**Collection entries:**
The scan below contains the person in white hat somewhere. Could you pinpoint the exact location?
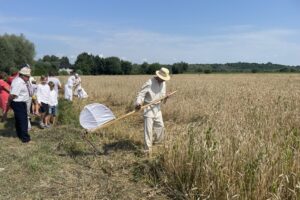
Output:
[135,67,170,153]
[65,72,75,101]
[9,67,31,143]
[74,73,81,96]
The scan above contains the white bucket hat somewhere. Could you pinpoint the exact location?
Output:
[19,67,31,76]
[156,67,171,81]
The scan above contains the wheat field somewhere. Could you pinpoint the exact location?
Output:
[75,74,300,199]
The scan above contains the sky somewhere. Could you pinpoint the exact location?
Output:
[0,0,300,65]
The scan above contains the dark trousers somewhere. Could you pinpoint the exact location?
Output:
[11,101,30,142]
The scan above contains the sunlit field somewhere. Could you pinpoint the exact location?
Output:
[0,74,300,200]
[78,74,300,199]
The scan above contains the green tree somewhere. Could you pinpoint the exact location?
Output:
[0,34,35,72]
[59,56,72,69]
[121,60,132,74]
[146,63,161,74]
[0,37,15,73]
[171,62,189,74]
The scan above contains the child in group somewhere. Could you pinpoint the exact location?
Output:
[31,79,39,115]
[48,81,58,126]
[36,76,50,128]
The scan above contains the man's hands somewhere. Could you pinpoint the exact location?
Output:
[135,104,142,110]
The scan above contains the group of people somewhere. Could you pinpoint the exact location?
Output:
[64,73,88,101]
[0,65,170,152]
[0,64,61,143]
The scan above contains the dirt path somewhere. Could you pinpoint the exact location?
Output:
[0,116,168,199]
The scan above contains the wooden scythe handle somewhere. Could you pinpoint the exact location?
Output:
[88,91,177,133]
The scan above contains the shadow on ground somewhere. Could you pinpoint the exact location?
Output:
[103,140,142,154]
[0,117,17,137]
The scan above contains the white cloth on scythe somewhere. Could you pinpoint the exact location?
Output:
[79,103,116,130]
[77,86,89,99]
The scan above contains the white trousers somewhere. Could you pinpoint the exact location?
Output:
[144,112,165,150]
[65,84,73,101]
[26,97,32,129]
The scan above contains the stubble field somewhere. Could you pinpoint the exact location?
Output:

**Exercise prompt:** Could you retype all of the material above line for line, without changing a word and leaving out the pictures?

**Task solution:**
The scan below contains the person in white hat somewhere. Could you pinpoint the exact location?
Output:
[135,67,170,153]
[65,72,75,101]
[9,67,31,143]
[74,73,81,96]
The scan above contains the white bucket hat somewhere. Could you pinpoint the exact location?
Output:
[19,67,31,76]
[156,67,171,81]
The scan above contains the wheat field somewhere. Could you pinpoint the exact location?
Output:
[75,74,300,199]
The scan above contains the sky somewhere. Could you pinpoint the exact location?
Output:
[0,0,300,65]
The scan above contains the dark trousers somewhere. Could you pinpoint the exact location?
Output:
[11,101,30,142]
The scan above contains the sunlit field somewhere. Could you pinpoint the exact location?
Output:
[0,74,300,200]
[78,74,300,199]
The scan above contains the green tree somewhere. Could you pinpoint the exact location?
Output:
[0,34,35,72]
[59,56,72,69]
[121,60,132,74]
[146,63,161,74]
[0,37,15,73]
[171,62,189,74]
The scan above contains the child in group somewhere. Could you pinpoint the exact location?
Output:
[31,79,39,115]
[48,81,58,126]
[36,76,50,128]
The scan above contains the man's hands somewhere. Could you pinpoint the exact location?
Output:
[135,104,142,110]
The scan above contains the group of people somewhere. Could you pinpoint the exact location?
Output:
[64,73,88,101]
[0,65,170,152]
[0,64,61,143]
The scan above contains the dirt path somewhere. Could you pinpoint the exact location?
Output:
[0,116,168,199]
The scan above contains the wooden scythe handle somewhere. Could you pinpoint the exact location?
Output:
[88,91,177,133]
The scan above contains the shadow on ground somewhere. Could you pinpoint the exact location?
Output:
[103,140,142,154]
[0,117,17,137]
The scan above contains the white cloth on scythe somewhere. Could you pinpoint the exact location?
Output:
[79,103,116,130]
[77,86,89,99]
The scan above contains the white trousers somewhere. Could you pinpoint the exact location?
Output:
[144,112,165,150]
[65,84,73,101]
[26,97,32,129]
The scan above contains the stubble field somewhere. Could you pinpoint the exact location?
Output:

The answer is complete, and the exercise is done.